**Task directions**. Report how many lines in the rows below contain the string "query", counting a match only when the case is the same. Reply with the number alone.

[Stored items]
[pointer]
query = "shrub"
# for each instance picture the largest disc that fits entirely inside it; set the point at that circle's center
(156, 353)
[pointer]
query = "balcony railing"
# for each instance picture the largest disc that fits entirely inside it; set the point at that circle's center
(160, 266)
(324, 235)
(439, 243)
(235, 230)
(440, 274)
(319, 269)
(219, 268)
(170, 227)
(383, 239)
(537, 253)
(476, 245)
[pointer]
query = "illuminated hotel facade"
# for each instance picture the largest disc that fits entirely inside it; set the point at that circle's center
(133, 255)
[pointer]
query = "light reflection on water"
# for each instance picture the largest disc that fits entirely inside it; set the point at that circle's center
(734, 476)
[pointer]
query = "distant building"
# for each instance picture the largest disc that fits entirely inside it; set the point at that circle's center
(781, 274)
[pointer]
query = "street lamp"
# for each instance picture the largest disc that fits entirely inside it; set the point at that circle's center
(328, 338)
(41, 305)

**Solved exercise**. 6